> Task objective
Nothing but an exact copy of the records is expected here.

> Data supplied
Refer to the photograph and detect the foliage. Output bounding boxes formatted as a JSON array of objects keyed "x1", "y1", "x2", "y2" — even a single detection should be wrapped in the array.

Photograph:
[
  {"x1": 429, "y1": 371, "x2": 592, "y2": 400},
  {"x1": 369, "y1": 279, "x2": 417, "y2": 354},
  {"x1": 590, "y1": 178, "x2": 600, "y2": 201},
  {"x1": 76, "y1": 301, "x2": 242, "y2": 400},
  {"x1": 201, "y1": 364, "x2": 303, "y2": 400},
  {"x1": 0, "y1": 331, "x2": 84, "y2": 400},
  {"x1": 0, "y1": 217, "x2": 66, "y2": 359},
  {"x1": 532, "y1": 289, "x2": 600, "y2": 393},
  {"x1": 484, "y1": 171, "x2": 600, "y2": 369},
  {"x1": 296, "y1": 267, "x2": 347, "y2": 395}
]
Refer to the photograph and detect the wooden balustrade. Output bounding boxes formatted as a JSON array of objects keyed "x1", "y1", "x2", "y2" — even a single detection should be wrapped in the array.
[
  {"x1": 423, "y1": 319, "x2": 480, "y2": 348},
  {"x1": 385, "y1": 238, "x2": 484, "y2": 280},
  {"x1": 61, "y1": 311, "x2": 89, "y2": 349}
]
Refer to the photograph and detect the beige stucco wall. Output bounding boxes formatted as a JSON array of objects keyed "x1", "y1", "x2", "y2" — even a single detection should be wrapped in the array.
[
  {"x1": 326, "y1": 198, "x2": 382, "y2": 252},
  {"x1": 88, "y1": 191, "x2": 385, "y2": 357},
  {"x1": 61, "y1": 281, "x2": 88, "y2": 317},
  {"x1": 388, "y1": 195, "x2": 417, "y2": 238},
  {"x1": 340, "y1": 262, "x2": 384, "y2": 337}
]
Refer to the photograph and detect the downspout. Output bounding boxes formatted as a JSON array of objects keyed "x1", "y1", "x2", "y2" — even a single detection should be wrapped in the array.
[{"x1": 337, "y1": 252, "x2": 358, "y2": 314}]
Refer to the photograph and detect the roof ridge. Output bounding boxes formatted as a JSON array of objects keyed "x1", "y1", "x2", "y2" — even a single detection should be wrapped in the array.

> Answer section
Refer to the photograph and detect the foliage. Output bounding boxes formatted as a JSON array of objects keyed "x1", "y1", "x2", "y2" — even a single detection should be wrapped in the array.

Photograph:
[
  {"x1": 429, "y1": 371, "x2": 592, "y2": 400},
  {"x1": 369, "y1": 279, "x2": 417, "y2": 354},
  {"x1": 590, "y1": 178, "x2": 600, "y2": 201},
  {"x1": 76, "y1": 301, "x2": 242, "y2": 400},
  {"x1": 201, "y1": 364, "x2": 303, "y2": 400},
  {"x1": 0, "y1": 331, "x2": 84, "y2": 400},
  {"x1": 0, "y1": 217, "x2": 66, "y2": 359},
  {"x1": 532, "y1": 289, "x2": 600, "y2": 393},
  {"x1": 484, "y1": 171, "x2": 600, "y2": 369},
  {"x1": 296, "y1": 267, "x2": 347, "y2": 395}
]
Refer to the photograph and detect the wooden balustrade. Output bounding boxes formatted as a JSON array of objects keyed "x1", "y1", "x2", "y2" — even a single detection should be wrapped in the array.
[
  {"x1": 423, "y1": 319, "x2": 480, "y2": 348},
  {"x1": 385, "y1": 238, "x2": 484, "y2": 280},
  {"x1": 61, "y1": 311, "x2": 89, "y2": 349}
]
Refer to the photograph and detect the beige stucco wall. Output bounding boxes formatted as a JSON array of objects keyed "x1", "y1", "x2", "y2" — even a single detection should be wrapped in the array.
[
  {"x1": 326, "y1": 198, "x2": 382, "y2": 252},
  {"x1": 88, "y1": 191, "x2": 385, "y2": 357},
  {"x1": 61, "y1": 281, "x2": 88, "y2": 317},
  {"x1": 388, "y1": 195, "x2": 417, "y2": 238},
  {"x1": 340, "y1": 262, "x2": 384, "y2": 337}
]
Refer to the photograph and detect the downspout. Output bounding boxes formatted as a JSON array of objects keyed "x1", "y1", "x2", "y2" — even a single detection should be wrapped in the array.
[{"x1": 337, "y1": 252, "x2": 358, "y2": 314}]
Refer to the photograph and detect the roof ridge. Output bounding boxes formatted as a JSON array of objects keyed "x1", "y1", "x2", "y2" — even a single detection should be wrapped in the array.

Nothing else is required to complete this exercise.